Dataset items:
====
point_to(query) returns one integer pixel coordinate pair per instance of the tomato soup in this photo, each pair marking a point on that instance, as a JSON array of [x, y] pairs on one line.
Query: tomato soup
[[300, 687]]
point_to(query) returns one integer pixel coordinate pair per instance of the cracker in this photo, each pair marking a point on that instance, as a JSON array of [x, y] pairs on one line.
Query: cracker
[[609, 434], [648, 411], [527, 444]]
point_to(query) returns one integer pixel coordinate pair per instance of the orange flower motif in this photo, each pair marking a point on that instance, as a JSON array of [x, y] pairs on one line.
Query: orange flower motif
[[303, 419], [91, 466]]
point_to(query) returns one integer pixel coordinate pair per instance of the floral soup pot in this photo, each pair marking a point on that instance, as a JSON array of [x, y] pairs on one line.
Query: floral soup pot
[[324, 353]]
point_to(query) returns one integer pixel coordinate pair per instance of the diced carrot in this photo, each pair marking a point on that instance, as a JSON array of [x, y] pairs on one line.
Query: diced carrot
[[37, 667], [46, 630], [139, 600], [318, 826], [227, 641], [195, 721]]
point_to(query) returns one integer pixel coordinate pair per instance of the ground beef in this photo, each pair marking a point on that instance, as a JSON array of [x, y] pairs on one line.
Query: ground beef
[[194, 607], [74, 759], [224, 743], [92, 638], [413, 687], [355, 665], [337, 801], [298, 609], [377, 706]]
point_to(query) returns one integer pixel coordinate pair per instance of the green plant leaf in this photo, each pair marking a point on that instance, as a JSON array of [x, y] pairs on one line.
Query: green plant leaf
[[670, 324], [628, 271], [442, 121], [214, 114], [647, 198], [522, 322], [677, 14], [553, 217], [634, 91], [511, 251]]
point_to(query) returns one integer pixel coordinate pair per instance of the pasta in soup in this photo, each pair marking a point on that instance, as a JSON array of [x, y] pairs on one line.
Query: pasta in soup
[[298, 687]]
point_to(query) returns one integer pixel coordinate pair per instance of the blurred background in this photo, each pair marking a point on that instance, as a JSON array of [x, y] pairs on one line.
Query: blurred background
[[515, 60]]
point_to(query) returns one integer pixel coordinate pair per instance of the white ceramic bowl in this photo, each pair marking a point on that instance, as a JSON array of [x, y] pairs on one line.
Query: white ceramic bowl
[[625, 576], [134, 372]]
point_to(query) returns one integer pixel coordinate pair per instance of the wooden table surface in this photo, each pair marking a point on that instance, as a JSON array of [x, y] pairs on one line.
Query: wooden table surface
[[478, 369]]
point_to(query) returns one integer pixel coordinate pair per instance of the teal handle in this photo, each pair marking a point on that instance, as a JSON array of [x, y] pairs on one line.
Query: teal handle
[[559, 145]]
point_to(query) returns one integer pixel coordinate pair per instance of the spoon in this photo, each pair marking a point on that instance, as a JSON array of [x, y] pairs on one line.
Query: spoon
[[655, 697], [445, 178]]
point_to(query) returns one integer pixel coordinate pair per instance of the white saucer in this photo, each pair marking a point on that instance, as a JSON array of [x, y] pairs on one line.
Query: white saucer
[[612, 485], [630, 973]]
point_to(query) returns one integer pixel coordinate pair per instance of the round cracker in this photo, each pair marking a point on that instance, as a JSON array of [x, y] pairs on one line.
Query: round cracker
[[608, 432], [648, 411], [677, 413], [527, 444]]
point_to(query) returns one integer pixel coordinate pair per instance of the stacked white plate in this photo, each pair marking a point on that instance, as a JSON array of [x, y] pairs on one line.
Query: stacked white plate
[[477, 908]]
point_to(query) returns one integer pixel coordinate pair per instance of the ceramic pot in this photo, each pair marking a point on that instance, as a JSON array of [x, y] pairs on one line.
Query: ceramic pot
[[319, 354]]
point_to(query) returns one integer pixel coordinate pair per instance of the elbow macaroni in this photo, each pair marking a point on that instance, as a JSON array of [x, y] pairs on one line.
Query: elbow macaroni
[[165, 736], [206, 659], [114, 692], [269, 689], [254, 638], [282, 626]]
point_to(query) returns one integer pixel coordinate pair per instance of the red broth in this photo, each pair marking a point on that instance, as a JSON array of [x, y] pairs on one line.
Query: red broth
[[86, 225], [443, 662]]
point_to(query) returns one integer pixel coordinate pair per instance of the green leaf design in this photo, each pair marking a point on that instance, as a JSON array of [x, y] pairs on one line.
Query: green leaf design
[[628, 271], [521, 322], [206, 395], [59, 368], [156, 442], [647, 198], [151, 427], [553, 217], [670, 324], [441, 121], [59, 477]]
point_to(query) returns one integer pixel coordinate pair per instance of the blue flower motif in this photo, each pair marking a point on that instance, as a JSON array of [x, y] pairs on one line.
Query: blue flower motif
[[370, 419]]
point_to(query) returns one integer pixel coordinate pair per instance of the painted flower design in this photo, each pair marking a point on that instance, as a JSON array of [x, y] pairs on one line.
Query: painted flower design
====
* Task item *
Give back all the records exactly as they stand.

* Answer to the exercise *
point_to(query) returns one integer pixel coordinate pair per instance of the tomato soup in this photo, each pair marking a point on that instance, as a JSON array of [x, y] pairs on one line.
Query: tomato soup
[[300, 687]]
point_to(query) returns one integer pixel coordinate pair per instance of the cracker in this photo, each pair marking a point on that instance, as a JSON array of [x, y] pairs on one line.
Query: cracker
[[609, 434], [648, 411], [527, 444]]
point_to(query) returns one integer pixel coordinate pair per instance of the orange flower motif in this photo, each pair marking a point on that instance, as a JSON array of [x, y] pairs on one line.
Query: orange flower motif
[[303, 419], [91, 466]]
point_to(query) returns one integer pixel coordinate pair per instance of the floral soup pot in this photo, each pair marking a point on that instance, as a JSON array of [x, y] pairs on one line.
Query: floral soup pot
[[324, 353]]
point_to(query) returns one integer pixel coordinate pair per instance of the diced carrot in this photo, each pair marking a point on that instance, as a JSON array of [x, y] pairs on one line.
Query: diced carrot
[[37, 667], [46, 630], [139, 600], [318, 826], [227, 641], [195, 721]]
point_to(query) returns one integer pixel coordinate pair per instance of the ground beef in this photo, each pair marking a point on that instance, as a JSON array of [x, y] pairs on one line.
Query: ground beef
[[194, 607], [74, 759], [224, 743], [92, 638], [413, 687], [355, 665], [337, 801], [298, 609], [377, 706]]
point_to(query) returns one integer pixel coordinate pair per instance of the green plant leaf in this photo, each pair marking a point on that instance, as a JSON array of [x, y] pairs on one line.
Query: green plant leaf
[[670, 324], [628, 271], [442, 121], [214, 114], [647, 198], [522, 322], [677, 14], [553, 217], [634, 91], [511, 251]]
point_to(query) returns one integer pixel coordinate pair per instance of the pasta in soup in this photo, each pair marking a point on that instance, as a JSON array of [x, y] pairs on one line.
Query: pasta in soup
[[298, 687]]
point_to(query) returns one integer pixel coordinate pair per instance of the blurred background in this photo, each pair marking a point on that instance, as a JSON array of [x, y] pairs on one line.
Query: blurred background
[[515, 60]]
point_to(query) returns one integer pixel coordinate pair per instance of the white ceramic bowl in this photo, each pair marking a point on that instance, as a JSON array of [x, y] pairs on one line.
Query: white ceramic bowl
[[625, 576], [134, 372]]
point_to(query) returns one integer pixel coordinate pair per instance of the wooden table surface in this photo, each pair marking a point on that instance, as a JSON array of [x, y] pairs on one line.
Query: wooden table surface
[[478, 369]]
point_to(query) returns one integer pixel coordinate pair per instance of the teal handle in this photo, each pair marking a point on that instance, as a JSON array of [x, y] pairs on one line.
Query: teal handle
[[559, 145]]
point_to(query) returns one integer pixel coordinate pair per instance of the spoon in this photo, each pair marking a point on that instance, as a JSON array of [x, y] pairs on one line.
Query: spoon
[[655, 697], [445, 178]]
point_to(query) returns one integer pixel coordinate pair per instance of the white saucer in this photo, each pair marking a point on that instance, as a JSON array of [x, y] pairs on one line.
Query: white saucer
[[612, 485], [630, 973]]
point_to(query) returns one integer pixel coordinate pair per instance of the round cracker in this photo, each pair marking a point on that instance, as a JSON array of [x, y] pairs on one line.
Query: round cracker
[[608, 432], [648, 411], [677, 413], [527, 444]]
point_to(query) returns one integer pixel coordinate pair per instance of the stacked white plate in this photo, each pair marking a point on that instance, as a JSON array of [x, y] pairs on one line.
Query: stacked white plate
[[477, 908]]
point_to(query) returns one integer pixel coordinate pair per instance of the ceramic pot in this photo, each pair marking a point on that instance, as a JSON array of [x, y] pairs on one line.
Query: ceramic pot
[[319, 354]]
point_to(query) returns one integer pixel coordinate pair per instance of the elbow macaroni in this photo, each pair marking a point on that instance, as a JSON array of [x, y] pairs on one line.
Query: elbow macaroni
[[165, 736], [206, 659], [114, 692], [269, 689], [254, 638], [282, 626]]
point_to(query) returns one integer pixel coordinate pair per instance of the red broth in this photo, each pair marking a point on that instance, as a JSON array of [x, y] pairs on one line.
Query: red broth
[[86, 225], [443, 662]]
point_to(query) returns one integer pixel coordinate pair per instance of the green leaf design in this photo, each pair marking a point on that instance, as a JSON array of [x, y] pairs on one line.
Query: green leaf design
[[628, 271], [521, 322], [206, 395], [59, 368], [156, 442], [647, 198], [151, 427], [553, 217], [670, 324], [441, 121], [59, 477]]
point_to(query) returns one integer pixel coordinate pair per instance of the blue flower motif in this photo, each pair marking a point on that instance, as a JSON array of [x, y] pairs on one line.
Query: blue flower motif
[[370, 419]]
point_to(query) returns one integer pixel coordinate pair per instance of the painted flower design in this photo, each pair marking a point on that instance, as a JSON array of [x, y] pairs on one line.
Query: painted flower design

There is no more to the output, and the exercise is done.